▶ _EXERCISE INSTRUCTIONS_:
Pick out every line in the entries below that contains the word "shoe", and copy each of those lines.

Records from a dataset
►

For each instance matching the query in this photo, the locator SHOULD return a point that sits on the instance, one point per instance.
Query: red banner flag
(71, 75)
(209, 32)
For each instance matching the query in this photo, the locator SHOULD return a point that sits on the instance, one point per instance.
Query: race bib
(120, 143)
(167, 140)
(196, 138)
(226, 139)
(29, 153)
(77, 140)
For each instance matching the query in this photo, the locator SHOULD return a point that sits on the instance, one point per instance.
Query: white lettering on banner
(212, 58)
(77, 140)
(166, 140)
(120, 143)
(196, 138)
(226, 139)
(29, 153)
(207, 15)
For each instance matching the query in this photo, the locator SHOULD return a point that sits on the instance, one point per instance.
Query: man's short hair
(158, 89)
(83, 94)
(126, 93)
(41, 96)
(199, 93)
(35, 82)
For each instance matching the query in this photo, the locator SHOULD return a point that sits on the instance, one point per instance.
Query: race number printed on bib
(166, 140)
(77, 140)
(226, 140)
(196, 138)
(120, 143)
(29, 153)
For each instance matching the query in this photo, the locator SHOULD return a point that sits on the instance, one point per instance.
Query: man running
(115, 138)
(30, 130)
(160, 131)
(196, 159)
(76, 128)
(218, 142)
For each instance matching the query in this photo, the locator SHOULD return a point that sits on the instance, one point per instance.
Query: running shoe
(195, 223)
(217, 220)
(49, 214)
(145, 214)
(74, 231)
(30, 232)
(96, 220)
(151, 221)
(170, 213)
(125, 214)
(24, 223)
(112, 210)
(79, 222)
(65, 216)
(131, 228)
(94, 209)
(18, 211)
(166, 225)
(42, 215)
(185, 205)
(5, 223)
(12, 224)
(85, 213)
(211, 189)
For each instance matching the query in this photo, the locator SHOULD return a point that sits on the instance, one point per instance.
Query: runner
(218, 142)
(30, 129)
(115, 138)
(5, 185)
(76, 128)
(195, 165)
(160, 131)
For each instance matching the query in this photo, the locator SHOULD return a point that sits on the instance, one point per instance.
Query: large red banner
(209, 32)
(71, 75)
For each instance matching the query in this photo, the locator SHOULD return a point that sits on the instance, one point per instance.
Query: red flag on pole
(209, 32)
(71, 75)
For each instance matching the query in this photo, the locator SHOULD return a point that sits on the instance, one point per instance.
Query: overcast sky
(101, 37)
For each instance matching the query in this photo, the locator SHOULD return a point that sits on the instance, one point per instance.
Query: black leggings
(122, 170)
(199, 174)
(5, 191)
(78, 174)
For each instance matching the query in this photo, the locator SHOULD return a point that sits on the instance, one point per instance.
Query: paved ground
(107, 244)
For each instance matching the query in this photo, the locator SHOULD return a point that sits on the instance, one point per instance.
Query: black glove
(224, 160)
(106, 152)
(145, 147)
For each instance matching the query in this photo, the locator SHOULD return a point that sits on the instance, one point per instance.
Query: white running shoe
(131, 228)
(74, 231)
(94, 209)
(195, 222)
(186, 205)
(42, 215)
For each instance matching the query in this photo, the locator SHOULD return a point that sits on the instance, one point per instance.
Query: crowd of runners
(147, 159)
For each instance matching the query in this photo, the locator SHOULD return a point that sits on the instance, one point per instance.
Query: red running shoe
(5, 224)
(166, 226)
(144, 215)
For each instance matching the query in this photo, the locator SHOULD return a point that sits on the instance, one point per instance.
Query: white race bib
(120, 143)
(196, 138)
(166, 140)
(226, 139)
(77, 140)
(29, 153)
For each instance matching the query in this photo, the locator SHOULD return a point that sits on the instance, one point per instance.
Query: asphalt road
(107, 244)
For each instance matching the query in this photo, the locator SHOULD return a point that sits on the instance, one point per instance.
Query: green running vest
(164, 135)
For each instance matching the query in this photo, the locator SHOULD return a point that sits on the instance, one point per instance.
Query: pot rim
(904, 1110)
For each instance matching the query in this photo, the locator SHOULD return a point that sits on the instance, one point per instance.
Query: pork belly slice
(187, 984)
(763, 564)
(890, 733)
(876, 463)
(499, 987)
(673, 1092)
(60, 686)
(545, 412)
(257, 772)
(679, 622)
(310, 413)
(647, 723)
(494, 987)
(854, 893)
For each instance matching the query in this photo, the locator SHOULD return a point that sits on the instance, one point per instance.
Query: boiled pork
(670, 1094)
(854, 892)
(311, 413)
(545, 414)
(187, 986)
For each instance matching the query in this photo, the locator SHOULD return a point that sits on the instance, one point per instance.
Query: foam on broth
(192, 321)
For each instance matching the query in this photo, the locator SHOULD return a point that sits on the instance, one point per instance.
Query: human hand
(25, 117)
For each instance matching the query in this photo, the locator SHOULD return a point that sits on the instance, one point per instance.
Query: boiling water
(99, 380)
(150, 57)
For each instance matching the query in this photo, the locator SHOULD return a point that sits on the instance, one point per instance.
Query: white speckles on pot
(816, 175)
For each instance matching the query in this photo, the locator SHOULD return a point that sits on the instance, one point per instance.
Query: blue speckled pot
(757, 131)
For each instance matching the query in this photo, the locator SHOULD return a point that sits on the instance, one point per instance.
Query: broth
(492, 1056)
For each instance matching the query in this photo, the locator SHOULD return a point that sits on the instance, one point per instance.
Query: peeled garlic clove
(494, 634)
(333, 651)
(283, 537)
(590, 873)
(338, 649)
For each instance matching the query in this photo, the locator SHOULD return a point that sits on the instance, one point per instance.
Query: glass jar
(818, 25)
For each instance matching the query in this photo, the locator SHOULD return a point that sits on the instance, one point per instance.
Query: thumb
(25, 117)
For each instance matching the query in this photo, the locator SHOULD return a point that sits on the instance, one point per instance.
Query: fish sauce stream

◄

▶ _CORRECT OUTPUT_:
Query: running shoe
Query: white running shoe
Query: red running shoe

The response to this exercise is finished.